▶ **EXERCISE GOAL**
From the material below, pull out every line that contains the string "sill", treating uppercase and lowercase letters as different.

▶ **Dataset records on object locations**

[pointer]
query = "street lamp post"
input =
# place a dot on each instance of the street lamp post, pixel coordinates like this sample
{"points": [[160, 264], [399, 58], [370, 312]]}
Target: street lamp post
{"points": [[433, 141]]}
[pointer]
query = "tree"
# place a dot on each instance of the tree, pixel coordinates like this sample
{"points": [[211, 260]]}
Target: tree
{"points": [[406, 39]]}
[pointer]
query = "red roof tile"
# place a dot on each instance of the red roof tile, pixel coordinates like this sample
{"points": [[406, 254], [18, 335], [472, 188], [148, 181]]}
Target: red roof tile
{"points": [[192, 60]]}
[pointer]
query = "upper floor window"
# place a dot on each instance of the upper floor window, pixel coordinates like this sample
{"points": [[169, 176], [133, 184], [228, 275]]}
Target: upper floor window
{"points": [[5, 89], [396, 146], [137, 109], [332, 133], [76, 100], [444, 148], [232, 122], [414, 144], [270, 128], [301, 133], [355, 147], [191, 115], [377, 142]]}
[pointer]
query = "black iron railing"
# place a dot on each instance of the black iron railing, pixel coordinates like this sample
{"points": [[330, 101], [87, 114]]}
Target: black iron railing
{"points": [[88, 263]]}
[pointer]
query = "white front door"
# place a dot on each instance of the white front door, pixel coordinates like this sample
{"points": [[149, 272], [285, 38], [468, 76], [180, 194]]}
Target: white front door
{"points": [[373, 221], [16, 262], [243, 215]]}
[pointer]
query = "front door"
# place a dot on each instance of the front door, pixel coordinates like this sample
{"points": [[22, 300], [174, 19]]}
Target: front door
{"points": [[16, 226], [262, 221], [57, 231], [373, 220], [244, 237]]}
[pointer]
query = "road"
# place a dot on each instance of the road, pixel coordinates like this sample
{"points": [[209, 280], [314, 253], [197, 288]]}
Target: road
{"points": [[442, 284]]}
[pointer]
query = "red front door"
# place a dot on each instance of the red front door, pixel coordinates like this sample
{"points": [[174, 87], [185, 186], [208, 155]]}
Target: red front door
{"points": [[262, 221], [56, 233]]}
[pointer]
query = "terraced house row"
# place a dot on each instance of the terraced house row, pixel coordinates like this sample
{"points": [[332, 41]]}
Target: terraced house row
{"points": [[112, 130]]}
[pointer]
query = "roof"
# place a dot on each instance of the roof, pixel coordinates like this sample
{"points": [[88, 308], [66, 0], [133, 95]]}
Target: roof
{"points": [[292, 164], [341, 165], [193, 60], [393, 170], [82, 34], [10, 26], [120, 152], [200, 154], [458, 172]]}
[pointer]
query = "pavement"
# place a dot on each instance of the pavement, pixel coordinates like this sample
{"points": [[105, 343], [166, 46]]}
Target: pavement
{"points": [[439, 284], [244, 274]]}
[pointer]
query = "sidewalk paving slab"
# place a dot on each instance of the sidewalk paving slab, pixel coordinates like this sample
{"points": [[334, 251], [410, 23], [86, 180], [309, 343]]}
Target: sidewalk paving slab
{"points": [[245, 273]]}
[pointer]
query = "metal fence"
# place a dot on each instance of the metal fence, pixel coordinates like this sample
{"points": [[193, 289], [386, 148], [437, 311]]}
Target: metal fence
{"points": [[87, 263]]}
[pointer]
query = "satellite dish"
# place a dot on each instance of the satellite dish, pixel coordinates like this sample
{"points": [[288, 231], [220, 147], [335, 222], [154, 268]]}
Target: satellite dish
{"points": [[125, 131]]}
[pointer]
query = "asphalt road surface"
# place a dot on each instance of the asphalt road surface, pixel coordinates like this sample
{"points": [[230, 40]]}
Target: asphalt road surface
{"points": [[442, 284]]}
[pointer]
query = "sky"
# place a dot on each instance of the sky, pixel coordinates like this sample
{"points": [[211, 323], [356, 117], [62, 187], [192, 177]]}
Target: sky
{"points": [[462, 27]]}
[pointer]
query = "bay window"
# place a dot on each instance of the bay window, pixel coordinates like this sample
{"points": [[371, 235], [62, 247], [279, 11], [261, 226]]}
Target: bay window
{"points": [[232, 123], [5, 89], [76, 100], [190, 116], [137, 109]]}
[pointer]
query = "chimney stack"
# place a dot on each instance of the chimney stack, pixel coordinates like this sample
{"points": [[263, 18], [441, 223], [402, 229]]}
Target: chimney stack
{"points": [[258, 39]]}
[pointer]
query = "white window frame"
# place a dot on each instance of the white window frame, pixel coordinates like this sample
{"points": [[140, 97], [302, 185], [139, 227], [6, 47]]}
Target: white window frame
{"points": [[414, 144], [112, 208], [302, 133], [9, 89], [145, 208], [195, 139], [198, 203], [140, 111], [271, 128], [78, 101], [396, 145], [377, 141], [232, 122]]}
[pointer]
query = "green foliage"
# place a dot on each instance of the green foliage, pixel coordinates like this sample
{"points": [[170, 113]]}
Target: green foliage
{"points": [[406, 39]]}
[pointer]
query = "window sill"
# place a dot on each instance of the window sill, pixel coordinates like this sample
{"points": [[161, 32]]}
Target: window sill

▶ **SOLUTION TO THIS EXERCISE**
query = "window sill"
# place a dot on each instance of the window sill, pixel coordinates like this sample
Target: window sill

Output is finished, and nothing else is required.